Données issues d'une source
----

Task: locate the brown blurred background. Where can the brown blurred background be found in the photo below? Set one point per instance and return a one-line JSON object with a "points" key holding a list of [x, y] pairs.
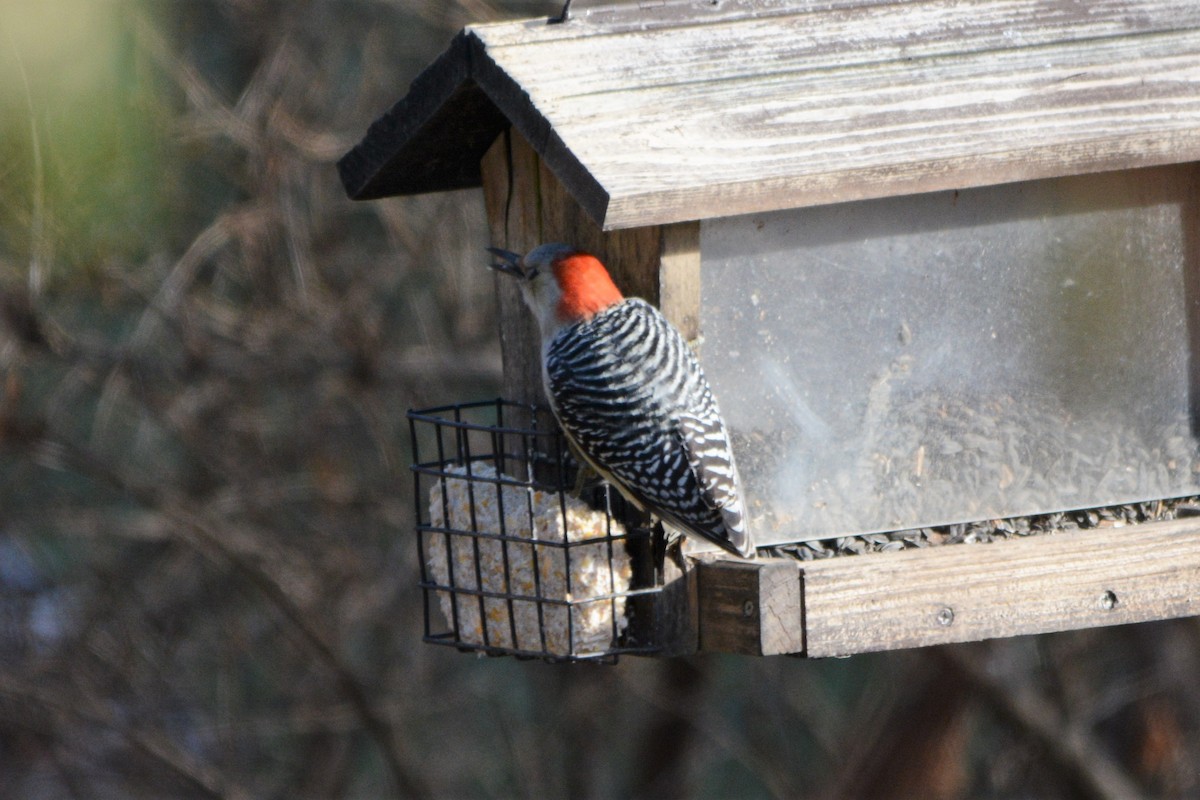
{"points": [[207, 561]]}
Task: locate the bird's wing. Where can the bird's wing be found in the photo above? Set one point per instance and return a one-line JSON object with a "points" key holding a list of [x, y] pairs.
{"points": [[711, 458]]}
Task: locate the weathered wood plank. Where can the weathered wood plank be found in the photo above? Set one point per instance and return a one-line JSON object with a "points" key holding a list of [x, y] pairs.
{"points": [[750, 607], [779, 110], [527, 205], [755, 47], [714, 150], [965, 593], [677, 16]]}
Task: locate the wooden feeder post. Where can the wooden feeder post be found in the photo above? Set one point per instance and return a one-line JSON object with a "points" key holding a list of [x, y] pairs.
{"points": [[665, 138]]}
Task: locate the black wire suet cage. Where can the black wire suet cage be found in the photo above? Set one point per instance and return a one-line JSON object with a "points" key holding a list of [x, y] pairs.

----

-- Consignes --
Retranscris tout le matériel ci-dessus en une liste JSON de chaînes, une par ligne, en sautant les lignes vides. Laisse l'image de côté.

-- Résultat --
[
  "Task: locate the brown blurred background. Where can the brown blurred background be found in the photo below? Set one point per instance and return a one-line JSON object with a \"points\" key holding a list of [x, y] pairs.",
  "{\"points\": [[207, 561]]}",
  "Task: locate the bird's wing. Where can the bird's wing be found in the photo above? Set one point per instance and return a one-line JSON object with a \"points\" key holding a list of [x, y] pairs.",
  "{\"points\": [[711, 458]]}",
  "Task: locate the weathered wood plank. Where can the weathered wood plank be found in the photo above? Set one point per instance and return a one-line JSON object with a \"points\" key holding a list of [x, y] pairs.",
  "{\"points\": [[750, 607], [779, 110], [527, 205], [755, 47], [714, 150], [965, 593], [677, 16]]}",
  "Task: locate the wooden feeder post. Where can the wooden feeder post be found in the photo above? Set one point per instance and return a one-line JSON object with a \"points\" key holding a list of [x, y] pairs.",
  "{\"points\": [[665, 138]]}",
  "Task: locate the black wire suet cage. Where can the black wire suet cage be found in the photo above? Set one point per instance and return a one-line JSON object with a \"points\" key holding a list of [x, y] pairs."
]